Exercise goal
Extract the line that contains "Where can the downspout" and every line after it to the end of the records below, exactly as written and nothing else.

Dataset entries:

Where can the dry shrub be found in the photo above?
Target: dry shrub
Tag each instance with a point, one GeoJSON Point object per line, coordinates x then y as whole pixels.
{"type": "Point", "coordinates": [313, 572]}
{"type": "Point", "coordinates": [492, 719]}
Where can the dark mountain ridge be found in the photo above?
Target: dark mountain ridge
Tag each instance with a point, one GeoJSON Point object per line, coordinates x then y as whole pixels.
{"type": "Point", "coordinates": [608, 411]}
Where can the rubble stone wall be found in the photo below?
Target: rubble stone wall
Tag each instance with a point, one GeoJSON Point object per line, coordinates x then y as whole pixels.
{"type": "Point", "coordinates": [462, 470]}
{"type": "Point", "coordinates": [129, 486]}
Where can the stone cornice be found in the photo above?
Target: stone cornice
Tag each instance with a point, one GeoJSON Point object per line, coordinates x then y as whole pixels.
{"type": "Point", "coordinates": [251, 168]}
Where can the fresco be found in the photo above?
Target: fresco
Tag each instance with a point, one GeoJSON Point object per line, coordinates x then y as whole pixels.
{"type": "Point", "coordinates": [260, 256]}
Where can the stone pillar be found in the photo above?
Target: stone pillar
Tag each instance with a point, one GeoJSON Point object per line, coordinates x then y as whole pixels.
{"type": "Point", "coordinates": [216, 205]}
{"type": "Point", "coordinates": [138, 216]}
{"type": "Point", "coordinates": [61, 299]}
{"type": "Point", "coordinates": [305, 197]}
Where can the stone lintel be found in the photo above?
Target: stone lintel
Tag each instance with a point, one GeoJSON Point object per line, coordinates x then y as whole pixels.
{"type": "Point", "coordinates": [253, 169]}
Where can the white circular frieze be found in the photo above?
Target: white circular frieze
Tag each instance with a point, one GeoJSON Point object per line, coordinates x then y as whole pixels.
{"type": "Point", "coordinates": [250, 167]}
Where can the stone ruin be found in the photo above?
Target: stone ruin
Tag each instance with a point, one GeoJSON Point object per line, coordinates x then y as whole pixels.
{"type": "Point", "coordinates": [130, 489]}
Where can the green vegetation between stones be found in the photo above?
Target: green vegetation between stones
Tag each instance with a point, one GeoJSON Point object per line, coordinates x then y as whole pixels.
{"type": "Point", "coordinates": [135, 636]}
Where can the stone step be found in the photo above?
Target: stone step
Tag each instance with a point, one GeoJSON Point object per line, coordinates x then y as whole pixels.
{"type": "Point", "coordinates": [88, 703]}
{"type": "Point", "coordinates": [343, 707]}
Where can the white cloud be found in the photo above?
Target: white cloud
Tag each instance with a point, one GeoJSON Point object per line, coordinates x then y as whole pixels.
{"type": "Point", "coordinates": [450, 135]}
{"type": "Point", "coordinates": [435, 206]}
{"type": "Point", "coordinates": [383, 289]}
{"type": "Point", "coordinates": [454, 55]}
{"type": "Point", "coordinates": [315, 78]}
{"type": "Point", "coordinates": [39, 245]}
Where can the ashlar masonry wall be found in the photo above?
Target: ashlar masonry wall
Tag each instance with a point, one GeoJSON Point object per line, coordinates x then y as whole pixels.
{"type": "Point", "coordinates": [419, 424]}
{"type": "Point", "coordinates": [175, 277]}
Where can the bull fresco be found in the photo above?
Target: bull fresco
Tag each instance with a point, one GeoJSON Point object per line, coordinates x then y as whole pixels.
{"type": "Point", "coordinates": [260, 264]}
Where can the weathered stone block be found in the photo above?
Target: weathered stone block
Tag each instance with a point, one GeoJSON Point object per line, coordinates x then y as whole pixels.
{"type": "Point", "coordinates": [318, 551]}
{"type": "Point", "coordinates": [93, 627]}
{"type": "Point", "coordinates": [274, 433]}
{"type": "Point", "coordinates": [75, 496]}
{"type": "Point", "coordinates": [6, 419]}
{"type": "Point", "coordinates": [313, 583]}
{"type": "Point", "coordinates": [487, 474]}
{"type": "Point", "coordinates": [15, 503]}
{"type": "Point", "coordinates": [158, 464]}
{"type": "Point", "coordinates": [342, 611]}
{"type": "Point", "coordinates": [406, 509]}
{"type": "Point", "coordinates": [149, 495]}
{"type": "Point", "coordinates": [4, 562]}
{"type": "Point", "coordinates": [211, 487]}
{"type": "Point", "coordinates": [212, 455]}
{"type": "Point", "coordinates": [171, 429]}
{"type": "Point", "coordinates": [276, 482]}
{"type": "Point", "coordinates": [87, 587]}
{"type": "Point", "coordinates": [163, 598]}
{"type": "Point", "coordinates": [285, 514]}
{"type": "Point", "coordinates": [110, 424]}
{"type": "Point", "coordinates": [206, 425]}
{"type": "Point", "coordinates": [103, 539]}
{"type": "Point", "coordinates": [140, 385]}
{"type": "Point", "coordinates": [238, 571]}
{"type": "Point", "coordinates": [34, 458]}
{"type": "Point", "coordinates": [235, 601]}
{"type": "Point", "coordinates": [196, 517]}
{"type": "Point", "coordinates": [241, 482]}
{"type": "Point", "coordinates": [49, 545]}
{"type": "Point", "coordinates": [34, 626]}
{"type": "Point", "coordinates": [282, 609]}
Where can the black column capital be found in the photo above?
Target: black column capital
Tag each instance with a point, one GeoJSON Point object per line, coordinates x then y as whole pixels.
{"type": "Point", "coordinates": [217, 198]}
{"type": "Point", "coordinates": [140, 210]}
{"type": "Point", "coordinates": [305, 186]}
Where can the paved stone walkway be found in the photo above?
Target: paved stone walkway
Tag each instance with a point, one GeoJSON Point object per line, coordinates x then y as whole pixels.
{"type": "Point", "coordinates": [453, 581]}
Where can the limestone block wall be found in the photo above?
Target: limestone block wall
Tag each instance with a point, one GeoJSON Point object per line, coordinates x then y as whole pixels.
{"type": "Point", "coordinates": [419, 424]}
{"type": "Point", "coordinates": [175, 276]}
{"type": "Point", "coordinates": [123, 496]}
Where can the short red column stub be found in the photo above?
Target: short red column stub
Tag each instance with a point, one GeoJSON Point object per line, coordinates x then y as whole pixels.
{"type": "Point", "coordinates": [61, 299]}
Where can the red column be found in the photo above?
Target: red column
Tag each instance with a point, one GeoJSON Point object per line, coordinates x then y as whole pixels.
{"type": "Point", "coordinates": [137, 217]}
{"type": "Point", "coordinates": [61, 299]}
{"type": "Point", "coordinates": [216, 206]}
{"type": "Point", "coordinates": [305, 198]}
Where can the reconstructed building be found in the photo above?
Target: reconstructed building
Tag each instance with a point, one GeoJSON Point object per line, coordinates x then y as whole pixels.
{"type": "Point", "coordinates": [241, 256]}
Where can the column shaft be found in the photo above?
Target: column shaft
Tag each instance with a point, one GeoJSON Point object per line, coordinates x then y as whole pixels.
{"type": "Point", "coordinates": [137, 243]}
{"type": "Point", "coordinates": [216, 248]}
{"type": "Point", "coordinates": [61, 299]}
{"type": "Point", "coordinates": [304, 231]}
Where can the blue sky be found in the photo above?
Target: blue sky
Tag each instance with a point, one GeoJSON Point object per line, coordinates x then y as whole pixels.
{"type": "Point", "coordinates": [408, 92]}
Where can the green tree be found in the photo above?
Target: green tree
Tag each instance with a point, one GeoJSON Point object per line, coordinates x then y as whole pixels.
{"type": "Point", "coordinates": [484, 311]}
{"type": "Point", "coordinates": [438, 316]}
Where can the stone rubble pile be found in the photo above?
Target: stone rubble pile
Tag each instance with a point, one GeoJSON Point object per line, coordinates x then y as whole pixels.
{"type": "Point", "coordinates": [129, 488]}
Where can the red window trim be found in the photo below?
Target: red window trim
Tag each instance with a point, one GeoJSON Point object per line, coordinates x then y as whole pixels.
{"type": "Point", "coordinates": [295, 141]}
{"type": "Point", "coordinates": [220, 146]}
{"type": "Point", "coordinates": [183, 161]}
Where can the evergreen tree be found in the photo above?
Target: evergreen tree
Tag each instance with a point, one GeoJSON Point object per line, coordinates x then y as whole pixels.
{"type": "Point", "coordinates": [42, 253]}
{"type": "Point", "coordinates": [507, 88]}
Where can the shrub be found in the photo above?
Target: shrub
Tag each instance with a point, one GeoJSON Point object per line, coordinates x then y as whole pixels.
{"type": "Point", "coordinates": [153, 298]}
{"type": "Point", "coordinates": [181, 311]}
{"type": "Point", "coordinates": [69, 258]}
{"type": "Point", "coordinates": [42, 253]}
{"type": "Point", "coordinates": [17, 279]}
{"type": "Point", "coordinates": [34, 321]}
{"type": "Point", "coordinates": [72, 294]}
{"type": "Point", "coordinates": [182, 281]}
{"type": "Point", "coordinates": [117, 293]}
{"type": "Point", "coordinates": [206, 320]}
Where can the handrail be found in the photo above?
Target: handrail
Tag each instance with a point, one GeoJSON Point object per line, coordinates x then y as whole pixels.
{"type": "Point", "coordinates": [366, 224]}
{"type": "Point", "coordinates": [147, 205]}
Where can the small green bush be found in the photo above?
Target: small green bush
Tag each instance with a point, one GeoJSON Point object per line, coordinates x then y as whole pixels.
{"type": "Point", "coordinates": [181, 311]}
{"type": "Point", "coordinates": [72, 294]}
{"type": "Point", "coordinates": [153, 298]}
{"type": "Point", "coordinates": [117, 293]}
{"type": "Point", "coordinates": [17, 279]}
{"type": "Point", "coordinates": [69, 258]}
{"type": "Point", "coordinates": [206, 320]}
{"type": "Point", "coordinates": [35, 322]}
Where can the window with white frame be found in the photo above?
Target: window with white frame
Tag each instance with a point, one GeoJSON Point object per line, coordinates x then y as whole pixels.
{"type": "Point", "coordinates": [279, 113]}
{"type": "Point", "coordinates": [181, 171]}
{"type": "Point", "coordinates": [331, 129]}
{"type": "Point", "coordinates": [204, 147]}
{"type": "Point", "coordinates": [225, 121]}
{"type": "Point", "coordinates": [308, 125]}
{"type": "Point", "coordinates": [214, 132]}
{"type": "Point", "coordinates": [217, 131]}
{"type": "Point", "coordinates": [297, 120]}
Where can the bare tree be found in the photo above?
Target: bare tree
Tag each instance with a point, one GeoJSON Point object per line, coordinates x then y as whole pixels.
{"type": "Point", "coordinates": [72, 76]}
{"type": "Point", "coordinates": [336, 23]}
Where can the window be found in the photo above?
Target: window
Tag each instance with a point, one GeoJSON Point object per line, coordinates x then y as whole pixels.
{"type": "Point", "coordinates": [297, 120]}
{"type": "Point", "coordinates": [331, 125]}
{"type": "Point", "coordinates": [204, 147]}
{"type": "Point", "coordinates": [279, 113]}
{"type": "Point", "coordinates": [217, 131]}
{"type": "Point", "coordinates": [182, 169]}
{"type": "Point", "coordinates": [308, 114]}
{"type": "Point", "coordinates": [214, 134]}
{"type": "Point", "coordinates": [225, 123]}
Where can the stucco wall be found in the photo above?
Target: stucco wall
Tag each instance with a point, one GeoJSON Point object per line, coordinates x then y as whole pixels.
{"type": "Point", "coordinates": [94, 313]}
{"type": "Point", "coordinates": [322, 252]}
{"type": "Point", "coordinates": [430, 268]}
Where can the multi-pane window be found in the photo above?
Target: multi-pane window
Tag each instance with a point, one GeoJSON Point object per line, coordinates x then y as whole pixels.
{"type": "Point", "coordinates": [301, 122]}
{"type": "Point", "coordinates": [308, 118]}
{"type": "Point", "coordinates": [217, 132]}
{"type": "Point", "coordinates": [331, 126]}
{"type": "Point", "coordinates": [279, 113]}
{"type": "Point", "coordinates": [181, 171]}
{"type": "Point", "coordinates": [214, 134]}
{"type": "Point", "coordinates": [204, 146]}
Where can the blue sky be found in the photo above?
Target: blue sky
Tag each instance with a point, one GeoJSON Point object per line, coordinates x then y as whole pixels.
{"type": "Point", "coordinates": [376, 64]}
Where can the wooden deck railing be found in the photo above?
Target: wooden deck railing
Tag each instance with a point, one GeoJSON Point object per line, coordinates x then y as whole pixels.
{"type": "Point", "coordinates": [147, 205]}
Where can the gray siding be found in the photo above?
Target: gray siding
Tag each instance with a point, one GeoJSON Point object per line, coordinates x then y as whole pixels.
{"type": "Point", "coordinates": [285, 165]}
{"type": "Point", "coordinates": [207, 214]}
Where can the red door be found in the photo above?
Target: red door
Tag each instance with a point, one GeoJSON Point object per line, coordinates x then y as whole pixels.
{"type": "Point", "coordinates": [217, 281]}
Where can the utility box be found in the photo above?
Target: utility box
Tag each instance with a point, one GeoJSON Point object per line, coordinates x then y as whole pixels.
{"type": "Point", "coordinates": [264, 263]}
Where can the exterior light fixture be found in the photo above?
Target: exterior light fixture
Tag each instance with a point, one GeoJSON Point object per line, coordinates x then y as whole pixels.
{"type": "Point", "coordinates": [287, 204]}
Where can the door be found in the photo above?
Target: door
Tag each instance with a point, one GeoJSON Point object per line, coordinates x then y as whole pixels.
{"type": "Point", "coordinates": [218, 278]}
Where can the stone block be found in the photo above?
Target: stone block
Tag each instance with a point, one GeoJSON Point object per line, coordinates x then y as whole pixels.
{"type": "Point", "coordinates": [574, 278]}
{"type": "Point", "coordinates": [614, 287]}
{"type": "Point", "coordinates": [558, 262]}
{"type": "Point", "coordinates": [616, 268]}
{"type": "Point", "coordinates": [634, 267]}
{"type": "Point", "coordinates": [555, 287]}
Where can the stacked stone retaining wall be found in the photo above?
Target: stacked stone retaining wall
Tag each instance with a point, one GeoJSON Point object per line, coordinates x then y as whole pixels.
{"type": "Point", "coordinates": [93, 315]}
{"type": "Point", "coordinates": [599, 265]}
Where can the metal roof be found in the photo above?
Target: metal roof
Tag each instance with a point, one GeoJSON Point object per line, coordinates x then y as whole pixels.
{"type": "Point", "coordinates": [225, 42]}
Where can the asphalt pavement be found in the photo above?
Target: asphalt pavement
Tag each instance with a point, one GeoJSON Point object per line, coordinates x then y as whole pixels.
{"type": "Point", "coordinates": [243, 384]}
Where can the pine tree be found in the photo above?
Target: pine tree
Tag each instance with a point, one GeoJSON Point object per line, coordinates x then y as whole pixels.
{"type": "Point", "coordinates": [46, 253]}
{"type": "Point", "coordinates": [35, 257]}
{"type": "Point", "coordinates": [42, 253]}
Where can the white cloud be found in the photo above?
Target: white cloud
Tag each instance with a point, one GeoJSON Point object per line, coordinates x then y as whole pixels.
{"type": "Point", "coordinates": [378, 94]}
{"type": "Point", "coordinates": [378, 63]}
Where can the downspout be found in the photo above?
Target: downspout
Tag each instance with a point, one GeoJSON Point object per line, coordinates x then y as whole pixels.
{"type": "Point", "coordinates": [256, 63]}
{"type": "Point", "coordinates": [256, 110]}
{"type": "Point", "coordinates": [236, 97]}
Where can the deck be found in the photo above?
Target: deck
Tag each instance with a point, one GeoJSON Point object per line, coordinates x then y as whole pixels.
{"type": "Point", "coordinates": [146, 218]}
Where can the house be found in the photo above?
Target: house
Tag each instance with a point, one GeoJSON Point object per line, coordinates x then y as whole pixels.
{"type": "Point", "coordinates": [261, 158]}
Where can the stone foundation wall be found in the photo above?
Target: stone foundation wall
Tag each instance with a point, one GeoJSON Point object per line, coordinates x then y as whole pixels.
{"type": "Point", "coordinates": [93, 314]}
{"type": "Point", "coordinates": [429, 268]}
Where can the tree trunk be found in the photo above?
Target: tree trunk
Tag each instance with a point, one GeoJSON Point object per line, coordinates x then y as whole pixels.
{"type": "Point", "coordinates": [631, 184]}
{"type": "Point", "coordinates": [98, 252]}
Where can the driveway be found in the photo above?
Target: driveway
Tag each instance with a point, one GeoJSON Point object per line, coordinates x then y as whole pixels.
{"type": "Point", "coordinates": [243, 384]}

Correct response
Where can the downspout be found in the photo above?
Target: downspout
Tag each instance with a point, one GeoJSON Point object per line, coordinates x then y as whole pixels.
{"type": "Point", "coordinates": [256, 63]}
{"type": "Point", "coordinates": [256, 110]}
{"type": "Point", "coordinates": [236, 97]}
Where can the deck be found in the photo above?
Target: deck
Tag each instance with a point, one GeoJSON Point object per line, coordinates x then y as whole pixels.
{"type": "Point", "coordinates": [146, 218]}
Where can the house be found in the photo above?
Target: house
Tag each instance with a point, one GeoJSON Point object per line, coordinates x then y as whole pixels.
{"type": "Point", "coordinates": [261, 158]}
Where can the stone foundation wall be found in the photo above?
Target: stone foundation wall
Tag each instance with a point, one GeoJSON Point object per line, coordinates x then y as whole pixels.
{"type": "Point", "coordinates": [93, 314]}
{"type": "Point", "coordinates": [429, 268]}
Where can the tree trunk be found in the photo above?
Target: tree trunk
Tag each instance with a point, one GeoJSON Point object per line, coordinates x then y as whole pixels.
{"type": "Point", "coordinates": [631, 184]}
{"type": "Point", "coordinates": [98, 252]}
Where can the driveway be found in the photo above?
Target: driveway
Tag each instance with a point, one GeoJSON Point object per line, coordinates x then y as whole pixels.
{"type": "Point", "coordinates": [243, 384]}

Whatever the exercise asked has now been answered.